Annotation records
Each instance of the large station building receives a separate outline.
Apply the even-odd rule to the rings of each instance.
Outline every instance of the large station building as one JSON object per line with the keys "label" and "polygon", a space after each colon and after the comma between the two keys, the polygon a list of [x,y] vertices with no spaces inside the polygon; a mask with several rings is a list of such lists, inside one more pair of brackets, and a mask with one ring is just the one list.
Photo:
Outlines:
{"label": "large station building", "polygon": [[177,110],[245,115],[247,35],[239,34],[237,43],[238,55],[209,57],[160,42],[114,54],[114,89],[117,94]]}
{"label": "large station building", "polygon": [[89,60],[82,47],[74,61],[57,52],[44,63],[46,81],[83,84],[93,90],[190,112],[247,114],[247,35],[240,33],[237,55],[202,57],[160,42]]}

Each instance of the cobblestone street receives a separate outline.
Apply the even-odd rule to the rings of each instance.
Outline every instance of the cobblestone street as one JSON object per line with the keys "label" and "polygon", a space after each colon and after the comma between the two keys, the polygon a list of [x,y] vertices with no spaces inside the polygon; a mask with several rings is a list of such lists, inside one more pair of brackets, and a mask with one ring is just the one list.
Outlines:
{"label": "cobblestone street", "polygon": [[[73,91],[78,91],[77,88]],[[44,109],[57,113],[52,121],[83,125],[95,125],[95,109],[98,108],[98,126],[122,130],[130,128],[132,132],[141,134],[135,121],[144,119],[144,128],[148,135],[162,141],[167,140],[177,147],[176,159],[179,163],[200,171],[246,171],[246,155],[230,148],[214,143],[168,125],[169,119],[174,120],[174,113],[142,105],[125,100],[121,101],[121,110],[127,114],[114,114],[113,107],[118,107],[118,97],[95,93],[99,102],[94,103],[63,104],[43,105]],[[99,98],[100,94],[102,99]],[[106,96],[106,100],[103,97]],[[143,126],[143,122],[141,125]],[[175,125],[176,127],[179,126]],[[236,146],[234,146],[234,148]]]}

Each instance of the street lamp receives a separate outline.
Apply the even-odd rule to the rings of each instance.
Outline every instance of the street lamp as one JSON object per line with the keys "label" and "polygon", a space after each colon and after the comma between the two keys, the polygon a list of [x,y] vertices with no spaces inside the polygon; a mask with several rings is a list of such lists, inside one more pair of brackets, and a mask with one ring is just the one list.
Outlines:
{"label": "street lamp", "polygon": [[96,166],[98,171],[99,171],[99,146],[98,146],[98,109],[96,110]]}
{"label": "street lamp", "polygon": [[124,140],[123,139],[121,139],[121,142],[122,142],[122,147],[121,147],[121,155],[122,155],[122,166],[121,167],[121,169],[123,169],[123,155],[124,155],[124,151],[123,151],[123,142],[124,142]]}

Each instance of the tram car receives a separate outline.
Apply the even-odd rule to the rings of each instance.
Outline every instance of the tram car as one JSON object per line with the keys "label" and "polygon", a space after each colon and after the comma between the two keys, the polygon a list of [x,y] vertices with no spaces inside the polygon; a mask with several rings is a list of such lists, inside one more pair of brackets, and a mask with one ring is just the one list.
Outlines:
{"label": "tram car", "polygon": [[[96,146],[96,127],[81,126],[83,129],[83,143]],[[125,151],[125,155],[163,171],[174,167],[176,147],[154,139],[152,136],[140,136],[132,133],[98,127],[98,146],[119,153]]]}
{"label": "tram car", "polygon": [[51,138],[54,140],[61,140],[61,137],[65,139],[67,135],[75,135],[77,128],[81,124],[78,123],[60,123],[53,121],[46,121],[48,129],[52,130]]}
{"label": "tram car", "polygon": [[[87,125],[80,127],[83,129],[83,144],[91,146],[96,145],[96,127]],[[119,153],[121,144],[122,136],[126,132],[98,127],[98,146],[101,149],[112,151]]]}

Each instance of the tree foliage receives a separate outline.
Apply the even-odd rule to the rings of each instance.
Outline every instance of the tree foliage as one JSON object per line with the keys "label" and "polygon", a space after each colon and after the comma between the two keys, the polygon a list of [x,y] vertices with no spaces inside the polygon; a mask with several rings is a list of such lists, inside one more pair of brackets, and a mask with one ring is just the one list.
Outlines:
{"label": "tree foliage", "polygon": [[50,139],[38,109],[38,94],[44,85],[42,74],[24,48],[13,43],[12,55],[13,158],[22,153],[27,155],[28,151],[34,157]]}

▸ Task description:
Repeat the lines of the listing above, from the line containing "Each instance of the tree" through the end of the listing, with both ends included.

▸ Exercise result:
Each instance of the tree foliage receives a separate outline.
Apply the even-odd rule to the rings of each instance.
Outline every instance of the tree foliage as one JSON object per line with the keys "label" and "polygon", a space after each colon and after the comma between the two keys, the polygon a list of [x,y] vertices with no spaces inside the polygon; a mask with several rings is a list of such lists, inside one more pair of brackets, and a mask with one ring is just the one list.
Outlines:
{"label": "tree foliage", "polygon": [[50,139],[38,109],[38,94],[44,85],[42,74],[24,48],[13,43],[12,55],[13,158],[22,153],[27,155],[28,151],[34,157]]}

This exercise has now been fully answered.